--- Extracted text ---
☆ ☆ ☆ ☆
Historic district in Connecticut, United States

The Bridgeport Downtown North Historic District encompasses a portion of the commercial downtown of Bridgeport, Connecticut. It is roughly bounded on the north by Congress Street, the east by Water and Middle Streets, the south by Fairfield Avenue, and the west by Lyon Terrace (although it does not include any properties on the latter Street), roughly the northeastern quadrant of the downtown area. It is one of two large clusters of historically significant commercial and civic buildings (the other is the Bridgeport Downtown South Historic District) encapsulating the city's growth as an urban industrial and regional government center. It was listed on the National Register of Historic Places in 1987.
☆ ☆ ☆ ☆
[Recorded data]
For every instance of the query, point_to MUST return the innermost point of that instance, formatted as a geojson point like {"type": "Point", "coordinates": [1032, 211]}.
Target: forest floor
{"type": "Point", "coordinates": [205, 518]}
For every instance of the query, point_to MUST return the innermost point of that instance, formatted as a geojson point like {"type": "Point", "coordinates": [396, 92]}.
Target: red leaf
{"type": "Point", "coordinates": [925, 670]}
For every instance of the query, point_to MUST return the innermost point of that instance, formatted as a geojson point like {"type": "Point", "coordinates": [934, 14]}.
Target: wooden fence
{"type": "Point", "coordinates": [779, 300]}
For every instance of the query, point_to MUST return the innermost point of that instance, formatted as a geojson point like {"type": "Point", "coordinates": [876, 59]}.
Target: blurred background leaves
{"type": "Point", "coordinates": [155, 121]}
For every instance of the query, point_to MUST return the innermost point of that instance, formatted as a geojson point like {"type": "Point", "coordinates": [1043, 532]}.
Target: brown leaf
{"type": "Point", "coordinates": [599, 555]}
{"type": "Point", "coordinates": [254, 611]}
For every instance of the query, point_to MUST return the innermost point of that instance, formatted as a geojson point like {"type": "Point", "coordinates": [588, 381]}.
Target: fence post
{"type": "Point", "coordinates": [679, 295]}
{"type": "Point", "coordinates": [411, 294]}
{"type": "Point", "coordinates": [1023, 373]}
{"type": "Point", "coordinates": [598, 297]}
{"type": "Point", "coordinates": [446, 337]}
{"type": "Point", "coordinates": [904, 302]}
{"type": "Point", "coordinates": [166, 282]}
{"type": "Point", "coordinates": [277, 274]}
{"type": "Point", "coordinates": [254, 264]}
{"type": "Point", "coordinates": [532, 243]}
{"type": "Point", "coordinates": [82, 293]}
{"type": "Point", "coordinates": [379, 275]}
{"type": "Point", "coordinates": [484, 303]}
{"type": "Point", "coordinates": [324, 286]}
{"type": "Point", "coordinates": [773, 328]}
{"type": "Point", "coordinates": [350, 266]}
☆ ☆ ☆ ☆
--- Problems to solve ---
• 1. Answer these questions from the passage about the Bridgeport Downtown North Historic District:
(a) Which street bounds the district on the north?
(b) What is the other large cluster of historically significant commercial and civic buildings?
(c) In what year was the district listed on the National Register of Historic Places?
• 2. Extend the passage about the Bridgeport Downtown North Historic District by writing what comes after its last sentence.
These items stand apart from the passage about the Bridgeport Downtown North Historic District and are not part of it.

--- Answer section ---
• 1.
(a) Congress Street
(b) The Bridgeport Downtown South Historic District
(c) 1987

• 2.
==Description and history==
Bridgeport was a relatively modest coastal community until the post-Civil War era, at which time it began an explosive period of growth to become one of Connecticut's major industrial and population centers. Its downtown area is reflective of this growth, with buildings surviving from all phases of its post-Civil War history. The Downtown North Historic District contains representative samples of the city's architectural changes between 1860 and the 1930s, including several buildings designed by notable local and regional architects. Local architect Warren Briggs is credited with two buildings in the district: the Romanesque Bridgeport Boys Club (1900) and the imposing Romanesque Fairfield County Courthouse (1888). The Art Deco Hotel Beach (1927) was designed by Thomas, Martin & Kirkpatrick, and the Art Deco Main Post Office was designed by Charles Wellington Walker.

The historic district roughly covers the northeast quadrant of Bridgeport's downtown. It is bounded on the south by Fairfield Avenue, which is mainly lined with more modern buildings, on the west by Lyon Terrace (which is part of the Golden Hill Historic District), the north by Congress Street and the west by Water Street. There are 51 contributing properties in the district, which is about 20 acre in size. Most of the buildings have exteriors of stone, brick, or concrete. The oldest building in the district is the Italianate c. 1860 Fox Building at 166-174 Middle Street.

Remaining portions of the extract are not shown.